> **ТЕКСТ ДЛЯ ЧТЕНИЯ**:

**********

В момент нападения Ленина сопровождали двое вооруженных людей — шофер и его помощник. Но они опешили от неожиданности и тоже безропотно подчинились всем требованиям бандитов. Ленин потом одобрил их действия: «Тут силой ничего мы бы не сделали. Только благодаря тому, что мы не сопротивлялись, мы уцелели». И шутил: «Вообще, когда стоит выбор: кошелек или жизнь, и сила на стороне напавших разбойников, надо быть окончательным идиотом, чтобы выбрать кошелек!»
Когда позднее главарь налетчиков все-таки попался властям, он признался, что после этого случая, разобравшись, кто был у него в руках, страшно жалел, что не увез Владимира Ильича с собой.
«Взяли бы мы его в плен, — мечтал Кошелек, — вот бы нам деньжищ отвалили за него!»
Перед арестом он писал своей невесте: «За мной охотятся, как за зверем… Что же они хотят от меня. Я дал жизнь Ленину».
А как восприняли происшедшее соратники Ленина? Об этом рассказывал Н. Вольский: «Товарищи Ленина, из его же рассказов видевшие, что он имел полную возможность стрелять и одним выстрелом разогнать нападающих, удивлялись, почему же он не стрелял? Ленину эти вопросы и удивления так надоели, что в одну из своих статей он вставил следующий пассаж: «Представьте себе, что ваш автомобиль остановили вооруженные бандиты. Вы даете им деньги, паспорт, револьвер, автомобиль. Вы получаете избавление от приятного соседства с бандитами. Компромисс налицо, несомненно. «Do ut des» («даю» тебе деньги, оружие, автомобиль, «чтобы ты дал» мне возможность уйти подобру-поздорову). Но трудно найти не сошедшего с ума человека, который объявил бы подобный компромисс «принципиально недопустимым». (В рукописи статьи Ленин указывал, что такой случай произошел с ним самим.)
Позднее Ленин советовал итальянскому коммунисту Франческо Мизиано: «Посмотрите, что случилось в Германии. Карл Либкнехт, Роза Люксембург и другие лучшие пали. Германская партия, оставшись без вождей, не способна к действию. Сохраняйте вождей. Не обращайте внимания на мнение врагов. Часто нужно иметь больше мужества, чтобы прослыть трусом в глазах врага и даже товарищей, чем бесцельно жертвовать собой».

**********

> **ПОКАЗАННЫЕ ДАННЫЕ**:
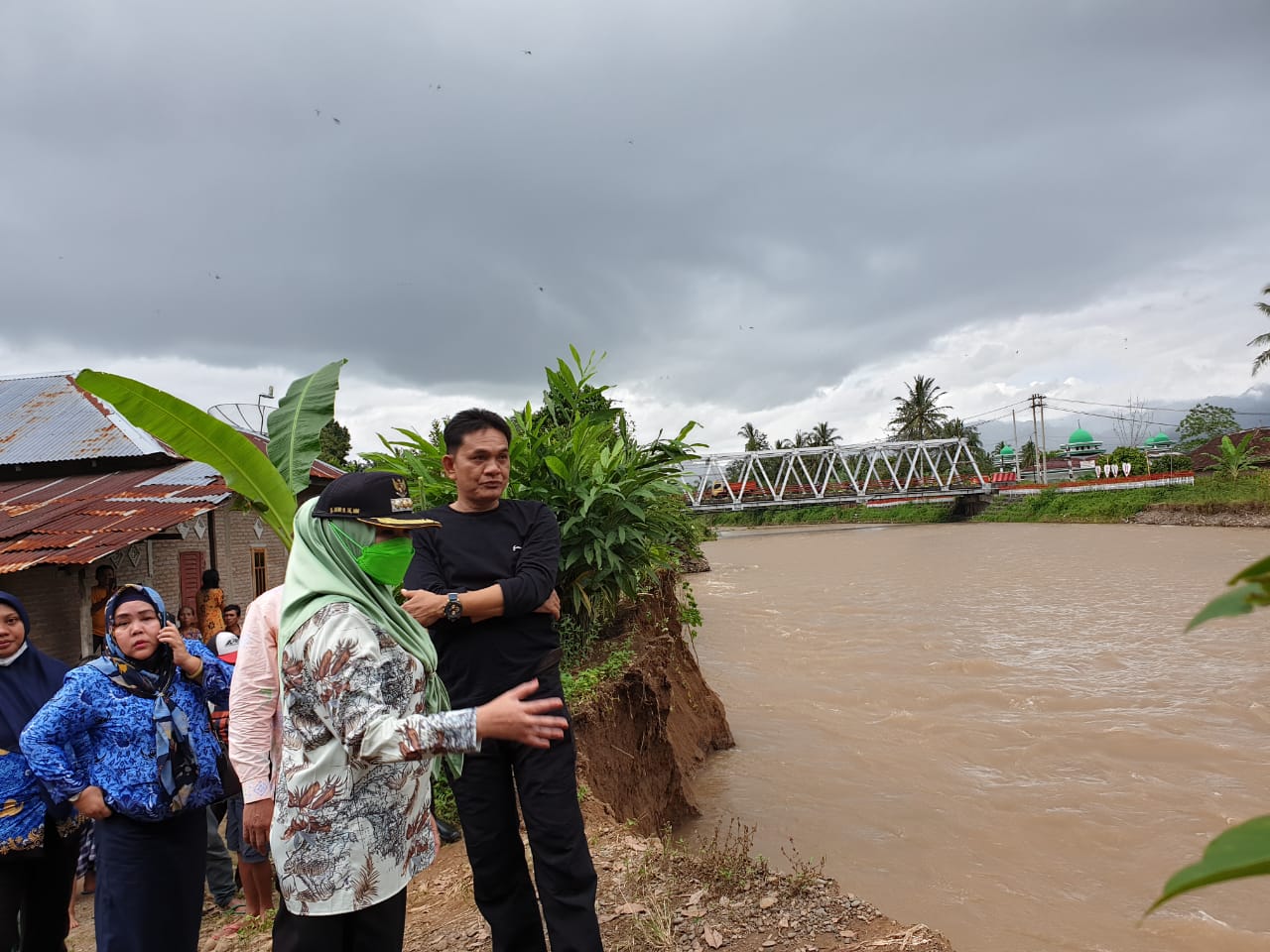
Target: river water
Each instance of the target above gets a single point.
(996, 730)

**********

> **ЦЕЛЬ ЗАДАНИЯ**:
В тексте о нападении на Ленина замените «шофер» на «водитель» и перепишите всё, что идет от слов «В момент нападения» и вплоть до слов «Ильича с собой.».

> **ВАШ ОТВЕТ**:
В момент нападения Ленина сопровождали двое вооруженных людей — водитель и его помощник. Но они опешили от неожиданности и тоже безропотно подчинились всем требованиям бандитов. Ленин потом одобрил их действия: «Тут силой ничего мы бы не сделали. Только благодаря тому, что мы не сопротивлялись, мы уцелели». И шутил: «Вообще, когда стоит выбор: кошелек или жизнь, и сила на стороне напавших разбойников, надо быть окончательным идиотом, чтобы выбрать кошелек!»
Когда позднее главарь налетчиков все-таки попался властям, он признался, что после этого случая, разобравшись, кто был у него в руках, страшно жалел, что не увез Владимира Ильича с собой.